**GIVEN TEXT:**
Things just got real, this is your chance!
Now you just have to find a way to stay cool, convey your value, and stand out from the dozens of other people who also landed the phone call. No pressure, right? It's just your dream job…
That's where this post comes in.
During my job search, I went on over 50 interviews at places like Google, Microsoft, and Twitter. I've also coached thousands of job seekers through their interview process here at Cultivated Culture. I used those opportunities to test different strategies with one goal in mind: to find the tactics that will significantly boost your chances of landing the job offer.
This article distills the 15 most effective phone interview tips I've found during that time. To keep things organized, I broke them down into three sections:
- 7 Tips To Help Prepare For Your Phone Interview
- What To Do 20 Minutes Before Your Call
- 2 Post-Interview Tips That Will Seal The Deal
If you follow the framework laid out in this post before your next phone interview, I guarantee you're landing a spot in the next round:
8 Tips To Help Prepare For Your Phone Interview
When it comes to interviewing, 80% of success lies in the preparation. Most job seekers know that it's important to prepare, but they have no idea how to prepare.

Records from a dataset:

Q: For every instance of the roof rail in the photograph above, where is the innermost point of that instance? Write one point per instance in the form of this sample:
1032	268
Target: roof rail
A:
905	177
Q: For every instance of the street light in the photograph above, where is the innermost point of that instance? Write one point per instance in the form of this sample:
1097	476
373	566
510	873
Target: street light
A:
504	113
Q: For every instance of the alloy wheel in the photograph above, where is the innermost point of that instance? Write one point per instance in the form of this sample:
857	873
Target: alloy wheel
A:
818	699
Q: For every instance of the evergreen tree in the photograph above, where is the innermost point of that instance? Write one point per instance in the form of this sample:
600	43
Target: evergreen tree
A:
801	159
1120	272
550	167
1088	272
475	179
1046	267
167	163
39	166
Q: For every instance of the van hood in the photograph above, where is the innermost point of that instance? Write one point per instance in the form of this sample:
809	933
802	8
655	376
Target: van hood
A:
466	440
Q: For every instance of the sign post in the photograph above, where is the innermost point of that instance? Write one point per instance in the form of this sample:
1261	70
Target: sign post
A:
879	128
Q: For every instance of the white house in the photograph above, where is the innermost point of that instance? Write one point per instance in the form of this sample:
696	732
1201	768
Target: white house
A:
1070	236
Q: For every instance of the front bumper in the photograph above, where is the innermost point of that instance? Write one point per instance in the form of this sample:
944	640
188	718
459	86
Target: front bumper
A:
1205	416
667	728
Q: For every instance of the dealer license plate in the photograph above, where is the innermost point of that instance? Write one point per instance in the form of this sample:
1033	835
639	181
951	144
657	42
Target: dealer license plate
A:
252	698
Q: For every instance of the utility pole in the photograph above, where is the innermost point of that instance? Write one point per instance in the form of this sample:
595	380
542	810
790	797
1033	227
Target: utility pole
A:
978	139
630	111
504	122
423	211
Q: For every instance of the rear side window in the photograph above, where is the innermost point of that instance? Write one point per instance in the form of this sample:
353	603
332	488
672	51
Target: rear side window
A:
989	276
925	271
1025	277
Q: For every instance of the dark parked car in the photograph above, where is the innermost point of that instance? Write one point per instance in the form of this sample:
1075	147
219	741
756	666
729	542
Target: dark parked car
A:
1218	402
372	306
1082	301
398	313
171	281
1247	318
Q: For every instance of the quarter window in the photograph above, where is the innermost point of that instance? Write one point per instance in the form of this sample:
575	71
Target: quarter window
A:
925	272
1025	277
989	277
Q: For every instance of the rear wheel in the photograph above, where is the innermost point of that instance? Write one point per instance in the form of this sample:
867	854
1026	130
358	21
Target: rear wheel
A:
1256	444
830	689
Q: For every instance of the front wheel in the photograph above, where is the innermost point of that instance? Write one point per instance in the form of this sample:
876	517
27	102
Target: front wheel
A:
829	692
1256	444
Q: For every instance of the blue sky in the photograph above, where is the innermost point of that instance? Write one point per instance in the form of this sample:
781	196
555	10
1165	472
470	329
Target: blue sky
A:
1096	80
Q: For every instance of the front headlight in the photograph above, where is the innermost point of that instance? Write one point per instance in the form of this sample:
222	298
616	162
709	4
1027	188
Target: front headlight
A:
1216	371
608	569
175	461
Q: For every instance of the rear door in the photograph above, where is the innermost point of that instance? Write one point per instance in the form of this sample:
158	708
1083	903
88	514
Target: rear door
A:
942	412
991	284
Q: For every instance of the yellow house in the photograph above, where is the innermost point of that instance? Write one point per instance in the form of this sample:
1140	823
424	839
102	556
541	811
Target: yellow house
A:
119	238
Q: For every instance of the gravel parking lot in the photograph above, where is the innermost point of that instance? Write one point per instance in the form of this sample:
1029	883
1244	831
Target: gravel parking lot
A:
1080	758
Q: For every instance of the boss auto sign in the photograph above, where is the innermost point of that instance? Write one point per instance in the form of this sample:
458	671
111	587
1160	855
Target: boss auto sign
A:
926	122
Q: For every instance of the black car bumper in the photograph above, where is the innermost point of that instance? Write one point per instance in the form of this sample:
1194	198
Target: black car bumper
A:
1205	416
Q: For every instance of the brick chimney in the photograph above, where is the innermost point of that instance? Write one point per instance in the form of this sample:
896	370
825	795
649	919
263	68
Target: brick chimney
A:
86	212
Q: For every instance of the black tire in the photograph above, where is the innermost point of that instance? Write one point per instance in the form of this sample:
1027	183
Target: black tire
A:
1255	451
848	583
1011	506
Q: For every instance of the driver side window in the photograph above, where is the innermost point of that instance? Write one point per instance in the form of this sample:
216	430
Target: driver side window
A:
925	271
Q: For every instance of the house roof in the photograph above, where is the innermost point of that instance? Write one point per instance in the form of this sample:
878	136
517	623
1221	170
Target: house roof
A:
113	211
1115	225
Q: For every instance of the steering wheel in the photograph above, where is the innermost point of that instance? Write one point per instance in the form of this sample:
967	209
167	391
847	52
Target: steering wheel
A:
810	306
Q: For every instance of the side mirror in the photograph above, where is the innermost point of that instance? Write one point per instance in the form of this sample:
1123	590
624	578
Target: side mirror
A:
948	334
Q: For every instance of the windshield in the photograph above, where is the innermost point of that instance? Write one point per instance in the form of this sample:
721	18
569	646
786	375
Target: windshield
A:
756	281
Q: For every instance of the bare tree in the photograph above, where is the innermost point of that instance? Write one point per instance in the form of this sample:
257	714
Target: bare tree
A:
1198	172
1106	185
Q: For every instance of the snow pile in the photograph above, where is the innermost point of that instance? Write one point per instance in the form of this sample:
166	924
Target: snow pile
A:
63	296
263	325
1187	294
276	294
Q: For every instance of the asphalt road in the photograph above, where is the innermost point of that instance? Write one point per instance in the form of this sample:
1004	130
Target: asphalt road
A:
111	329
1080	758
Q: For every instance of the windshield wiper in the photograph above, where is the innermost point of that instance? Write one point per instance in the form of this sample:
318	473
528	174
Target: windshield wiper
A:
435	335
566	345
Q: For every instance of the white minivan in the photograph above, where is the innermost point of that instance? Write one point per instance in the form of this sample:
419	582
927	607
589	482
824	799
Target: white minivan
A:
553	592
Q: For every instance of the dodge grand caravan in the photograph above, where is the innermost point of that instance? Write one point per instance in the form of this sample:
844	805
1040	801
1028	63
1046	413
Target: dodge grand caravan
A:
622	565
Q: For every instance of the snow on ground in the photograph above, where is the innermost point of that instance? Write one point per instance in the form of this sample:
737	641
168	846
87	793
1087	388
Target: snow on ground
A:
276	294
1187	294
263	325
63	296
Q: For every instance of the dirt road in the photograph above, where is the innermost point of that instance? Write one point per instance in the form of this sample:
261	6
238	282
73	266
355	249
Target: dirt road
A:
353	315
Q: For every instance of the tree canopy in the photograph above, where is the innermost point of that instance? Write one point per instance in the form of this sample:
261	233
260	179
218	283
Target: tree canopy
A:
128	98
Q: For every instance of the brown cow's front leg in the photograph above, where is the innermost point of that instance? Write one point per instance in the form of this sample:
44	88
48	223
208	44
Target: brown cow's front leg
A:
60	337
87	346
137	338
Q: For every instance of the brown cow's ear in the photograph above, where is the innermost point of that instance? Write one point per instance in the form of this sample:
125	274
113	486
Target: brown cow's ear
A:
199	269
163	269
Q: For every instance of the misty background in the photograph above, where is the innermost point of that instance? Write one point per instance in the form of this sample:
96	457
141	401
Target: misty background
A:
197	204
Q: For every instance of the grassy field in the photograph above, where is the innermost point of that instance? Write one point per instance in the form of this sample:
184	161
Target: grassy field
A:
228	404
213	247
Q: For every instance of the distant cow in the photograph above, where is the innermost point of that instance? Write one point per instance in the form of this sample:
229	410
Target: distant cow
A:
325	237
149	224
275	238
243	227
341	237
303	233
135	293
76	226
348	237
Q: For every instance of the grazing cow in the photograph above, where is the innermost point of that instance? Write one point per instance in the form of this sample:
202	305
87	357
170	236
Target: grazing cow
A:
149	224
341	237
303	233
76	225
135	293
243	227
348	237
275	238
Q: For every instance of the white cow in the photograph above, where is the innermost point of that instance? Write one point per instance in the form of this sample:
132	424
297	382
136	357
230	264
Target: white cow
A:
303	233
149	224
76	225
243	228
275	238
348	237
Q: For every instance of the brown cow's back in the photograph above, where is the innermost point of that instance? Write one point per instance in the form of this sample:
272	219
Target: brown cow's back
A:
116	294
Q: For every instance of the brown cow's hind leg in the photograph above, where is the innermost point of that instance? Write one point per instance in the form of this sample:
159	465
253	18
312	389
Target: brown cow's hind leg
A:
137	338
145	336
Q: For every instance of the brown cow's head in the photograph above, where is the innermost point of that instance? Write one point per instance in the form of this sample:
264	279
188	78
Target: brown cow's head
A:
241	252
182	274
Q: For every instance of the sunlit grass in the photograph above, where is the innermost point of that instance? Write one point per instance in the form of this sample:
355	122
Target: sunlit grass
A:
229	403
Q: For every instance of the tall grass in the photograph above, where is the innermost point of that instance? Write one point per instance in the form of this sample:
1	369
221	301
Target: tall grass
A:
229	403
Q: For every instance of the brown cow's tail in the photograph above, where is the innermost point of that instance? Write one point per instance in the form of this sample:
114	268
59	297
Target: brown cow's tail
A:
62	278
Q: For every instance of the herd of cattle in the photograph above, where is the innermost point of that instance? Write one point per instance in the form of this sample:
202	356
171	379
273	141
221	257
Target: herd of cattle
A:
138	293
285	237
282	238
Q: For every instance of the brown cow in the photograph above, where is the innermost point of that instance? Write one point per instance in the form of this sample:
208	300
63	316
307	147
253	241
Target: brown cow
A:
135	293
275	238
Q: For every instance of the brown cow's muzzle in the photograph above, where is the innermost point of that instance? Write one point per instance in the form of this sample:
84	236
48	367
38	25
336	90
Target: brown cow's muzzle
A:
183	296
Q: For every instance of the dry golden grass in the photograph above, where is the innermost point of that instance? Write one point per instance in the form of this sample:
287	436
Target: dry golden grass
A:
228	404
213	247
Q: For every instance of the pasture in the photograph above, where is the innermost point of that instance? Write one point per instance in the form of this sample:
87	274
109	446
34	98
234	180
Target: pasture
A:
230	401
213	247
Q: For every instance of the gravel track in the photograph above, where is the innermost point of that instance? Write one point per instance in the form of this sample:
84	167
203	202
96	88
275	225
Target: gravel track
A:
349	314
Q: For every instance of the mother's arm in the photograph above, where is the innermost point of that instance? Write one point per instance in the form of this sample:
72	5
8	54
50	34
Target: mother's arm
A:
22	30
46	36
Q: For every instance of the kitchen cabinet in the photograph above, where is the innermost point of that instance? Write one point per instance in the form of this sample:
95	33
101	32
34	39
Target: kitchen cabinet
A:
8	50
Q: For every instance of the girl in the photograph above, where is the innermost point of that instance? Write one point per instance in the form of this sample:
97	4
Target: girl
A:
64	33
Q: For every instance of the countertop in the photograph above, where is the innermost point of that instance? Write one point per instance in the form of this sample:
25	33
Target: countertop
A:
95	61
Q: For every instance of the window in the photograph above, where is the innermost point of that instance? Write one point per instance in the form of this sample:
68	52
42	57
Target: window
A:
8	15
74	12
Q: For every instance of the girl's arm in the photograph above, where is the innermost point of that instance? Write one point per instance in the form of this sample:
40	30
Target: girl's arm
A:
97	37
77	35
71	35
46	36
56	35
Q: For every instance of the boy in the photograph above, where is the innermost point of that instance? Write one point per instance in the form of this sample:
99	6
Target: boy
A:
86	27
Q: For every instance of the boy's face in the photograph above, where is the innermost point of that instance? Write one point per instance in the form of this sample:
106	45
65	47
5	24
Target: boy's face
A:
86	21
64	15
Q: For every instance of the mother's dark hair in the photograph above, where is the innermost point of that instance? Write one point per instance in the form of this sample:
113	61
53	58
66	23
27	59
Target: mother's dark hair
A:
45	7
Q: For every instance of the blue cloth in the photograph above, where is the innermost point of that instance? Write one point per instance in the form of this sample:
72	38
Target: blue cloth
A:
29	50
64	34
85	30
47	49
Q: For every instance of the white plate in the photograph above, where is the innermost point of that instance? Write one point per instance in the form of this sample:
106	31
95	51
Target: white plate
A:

**WHAT TO WORK ON:**
[1] Transcribe everything in the phone interview post from "Things just got" down to "the job offer.".
[2] Decide whether each statement agrees with the phone interview post, answering yes or no and quoting the deciding words: (a) The author went on more than 50 interviews during the job search. (b) The author has coached hundreds of job seekers. (c) The post says most job seekers already know how to prepare for an interview.
[3] Continue the phone interview post from where it stops.

**RESULTS FOR THE EXERCISE:**
[1]
Things just got real, this is your chance!
Now you just have to find a way to stay cool, convey your value, and stand out from the dozens of other people who also landed the phone call. No pressure, right? It's just your dream job…
That's where this post comes in.
During my job search, I went on over 50 interviews at places like Google, Microsoft, and Twitter. I've also coached thousands of job seekers through their interview process here at Cultivated Culture. I used those opportunities to test different strategies with one goal in mind: to find the tactics that will significantly boost your chances of landing the job offer.

[2]
(a) Yes: "I went on over 50 interviews at places like Google, Microsoft, and Twitter."
(b) No: "I've also coached thousands of job seekers through their interview process here at Cultivated Culture."
(c) No: "Most job seekers know that it's important to prepare, but they have no idea how to prepare."

[3]
In this section, I'm going to walk you through eight interview prep tips that helped me triple the amount of job offers I received from phone interviews (at places like Google, Microsoft, & Twitter no less!).
Tip #1: Prepare & Memorize Answers To Common Phone Interview Questions
The easiest and most efficient way to become a better interviewer is to prepare for the obvious questions.
If you've been on multiple interviews, you've probably realized that many of the phone interview questions sound familiar. That's because most interviews are like a Taco Bell menu: the ingredients are the same, everything's just packaged differently.
One company might ask you about a time you failed while another might ask you about the most valuable lesson you learned at your last job. Both of those questions are essentially getting at the same thing, which means we can handle them with a single answer.
Between the 50+ interviews I sat through during my job search, the interviews I hear about from the 12,000+ people in the Cultivated Culture community, and the treasure trove of data on places like Glassdoor, I've been able to uncover the data behind the questions companies ask, and how often they appear.
It turns out that most interviews ask a variation of the same set of questions, with one or two wildcards thrown in for good measure. If we boil it down, 95% of interviews mainly consist of these seven questions:
7 Core Phone Interview Questions
- Why do you want to work for us?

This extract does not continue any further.